_YOUR INSTRUCTIONS_:
The records that follow must be repeated exactly, line by line.

_RECORDS PROVIDED_:
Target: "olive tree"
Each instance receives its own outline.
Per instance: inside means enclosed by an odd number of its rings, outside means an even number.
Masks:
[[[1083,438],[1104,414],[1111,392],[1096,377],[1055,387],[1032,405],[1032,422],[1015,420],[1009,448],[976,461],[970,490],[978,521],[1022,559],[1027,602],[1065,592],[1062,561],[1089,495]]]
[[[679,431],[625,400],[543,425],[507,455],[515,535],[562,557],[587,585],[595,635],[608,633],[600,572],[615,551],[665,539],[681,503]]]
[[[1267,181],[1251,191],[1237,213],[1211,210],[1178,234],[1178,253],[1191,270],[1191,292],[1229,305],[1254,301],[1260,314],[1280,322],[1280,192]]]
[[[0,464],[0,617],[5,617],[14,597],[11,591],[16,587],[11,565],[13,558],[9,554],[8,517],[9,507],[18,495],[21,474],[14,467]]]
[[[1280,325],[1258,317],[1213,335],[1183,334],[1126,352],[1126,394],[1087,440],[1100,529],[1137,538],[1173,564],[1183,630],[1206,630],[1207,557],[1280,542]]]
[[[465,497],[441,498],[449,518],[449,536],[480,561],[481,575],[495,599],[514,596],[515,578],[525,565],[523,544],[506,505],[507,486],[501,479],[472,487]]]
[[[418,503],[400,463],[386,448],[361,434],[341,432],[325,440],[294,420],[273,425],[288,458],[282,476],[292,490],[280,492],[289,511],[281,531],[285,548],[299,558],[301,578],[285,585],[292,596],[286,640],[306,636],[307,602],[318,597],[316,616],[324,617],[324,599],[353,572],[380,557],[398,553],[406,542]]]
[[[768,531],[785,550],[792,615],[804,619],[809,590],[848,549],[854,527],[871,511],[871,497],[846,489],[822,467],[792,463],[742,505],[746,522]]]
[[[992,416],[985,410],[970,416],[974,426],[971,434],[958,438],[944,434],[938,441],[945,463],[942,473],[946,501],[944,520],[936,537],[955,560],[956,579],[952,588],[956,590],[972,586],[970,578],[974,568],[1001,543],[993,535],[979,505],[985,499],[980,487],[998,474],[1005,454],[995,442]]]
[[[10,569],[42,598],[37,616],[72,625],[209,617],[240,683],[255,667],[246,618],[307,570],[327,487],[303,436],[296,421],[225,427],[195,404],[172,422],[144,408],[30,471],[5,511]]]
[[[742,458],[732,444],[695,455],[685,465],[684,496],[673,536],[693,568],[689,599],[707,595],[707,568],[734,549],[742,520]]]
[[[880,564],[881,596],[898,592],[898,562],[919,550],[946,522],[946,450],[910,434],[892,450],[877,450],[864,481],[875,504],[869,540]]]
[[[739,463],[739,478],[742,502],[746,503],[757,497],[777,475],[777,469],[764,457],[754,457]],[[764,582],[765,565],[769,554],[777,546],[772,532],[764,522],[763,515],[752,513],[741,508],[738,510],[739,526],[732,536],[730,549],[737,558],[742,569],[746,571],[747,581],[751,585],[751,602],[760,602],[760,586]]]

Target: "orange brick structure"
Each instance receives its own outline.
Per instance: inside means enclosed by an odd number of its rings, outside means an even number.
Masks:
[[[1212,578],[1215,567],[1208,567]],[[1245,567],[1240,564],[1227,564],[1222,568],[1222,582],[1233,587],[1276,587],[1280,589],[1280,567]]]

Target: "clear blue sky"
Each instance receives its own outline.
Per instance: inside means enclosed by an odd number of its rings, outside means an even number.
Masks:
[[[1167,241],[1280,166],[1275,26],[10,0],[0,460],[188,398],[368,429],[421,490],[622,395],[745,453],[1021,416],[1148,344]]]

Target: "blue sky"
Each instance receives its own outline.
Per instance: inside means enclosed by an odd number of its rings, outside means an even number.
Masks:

_ANSWER SECTION_:
Target: "olive tree"
Each instance receives its own outline.
Per instance: inside means enclosed by an odd number of its rings, outside means an even number.
Masks:
[[[1083,438],[1104,414],[1111,392],[1096,377],[1055,387],[1032,405],[1032,422],[1015,420],[1009,448],[976,461],[970,490],[978,521],[1022,559],[1027,602],[1065,592],[1062,561],[1089,495]]]
[[[679,431],[625,400],[543,425],[507,455],[515,535],[562,557],[587,585],[595,635],[608,633],[600,572],[615,551],[665,539],[681,503]]]
[[[1267,181],[1251,191],[1237,213],[1211,210],[1178,234],[1178,253],[1191,270],[1191,292],[1229,305],[1254,301],[1260,314],[1280,322],[1280,192]]]
[[[0,464],[0,617],[5,617],[14,597],[11,591],[16,587],[11,565],[13,558],[9,554],[8,517],[9,507],[18,495],[21,474],[14,467]]]
[[[1280,325],[1258,317],[1213,335],[1183,334],[1126,352],[1126,394],[1087,440],[1100,529],[1137,538],[1173,564],[1183,630],[1206,630],[1207,557],[1280,542]]]
[[[465,497],[441,498],[449,518],[449,536],[480,561],[481,575],[495,599],[514,596],[515,578],[525,565],[523,544],[506,505],[507,486],[501,479],[472,487]]]
[[[418,503],[400,463],[386,448],[361,434],[341,432],[325,440],[294,420],[273,425],[288,458],[282,476],[292,490],[280,492],[289,511],[281,531],[285,548],[299,558],[301,578],[285,585],[292,596],[286,640],[306,636],[307,602],[318,597],[316,616],[324,617],[324,599],[353,572],[380,557],[398,553],[406,542]]]
[[[768,531],[785,550],[792,615],[804,619],[809,590],[848,549],[854,527],[871,511],[871,497],[846,489],[822,467],[792,463],[742,505],[746,522]]]
[[[992,416],[985,410],[970,416],[974,426],[971,434],[958,438],[944,434],[938,441],[945,463],[942,473],[946,501],[944,520],[936,537],[955,560],[956,579],[952,588],[956,590],[972,586],[970,578],[974,568],[1001,543],[993,535],[979,505],[985,499],[980,487],[998,474],[1005,454],[995,442]]]
[[[10,569],[42,598],[37,616],[72,625],[209,617],[240,683],[255,667],[246,618],[307,570],[327,487],[303,436],[296,421],[225,427],[195,404],[172,422],[144,408],[30,471],[5,511]]]
[[[742,458],[732,444],[695,455],[685,465],[684,496],[673,536],[693,568],[689,599],[707,595],[707,568],[734,549],[742,520]]]
[[[880,564],[881,596],[898,592],[898,562],[919,550],[946,522],[946,450],[910,434],[892,450],[877,450],[864,481],[875,504],[869,540]]]
[[[739,463],[739,478],[742,502],[746,503],[757,497],[777,475],[777,469],[764,457],[754,457]],[[764,582],[765,565],[769,554],[777,546],[772,532],[764,522],[763,515],[752,513],[741,508],[738,510],[739,526],[732,536],[730,549],[737,558],[742,569],[746,571],[747,581],[751,585],[751,602],[760,602],[760,586]]]

Target: "orange brick structure"
Each instance receives its own outline.
Per instance: inside means enclosed by an odd number of its rings, outside means an even number.
Masks:
[[[1212,578],[1215,567],[1208,567]],[[1245,567],[1240,564],[1227,564],[1222,568],[1222,582],[1233,587],[1276,587],[1280,589],[1280,567]]]

Target: "clear blue sky"
Each instance receives its own outline.
Per instance: inside means enclosed by an odd number of its rings, outside means an even number.
Masks:
[[[1167,241],[1280,166],[1275,26],[10,0],[0,460],[188,398],[368,429],[421,490],[622,395],[745,453],[1021,416],[1148,344]]]

Target: "blue sky"
Each instance receives its own outline.
Per instance: inside means enclosed by an odd number of its rings, outside means an even number.
Masks:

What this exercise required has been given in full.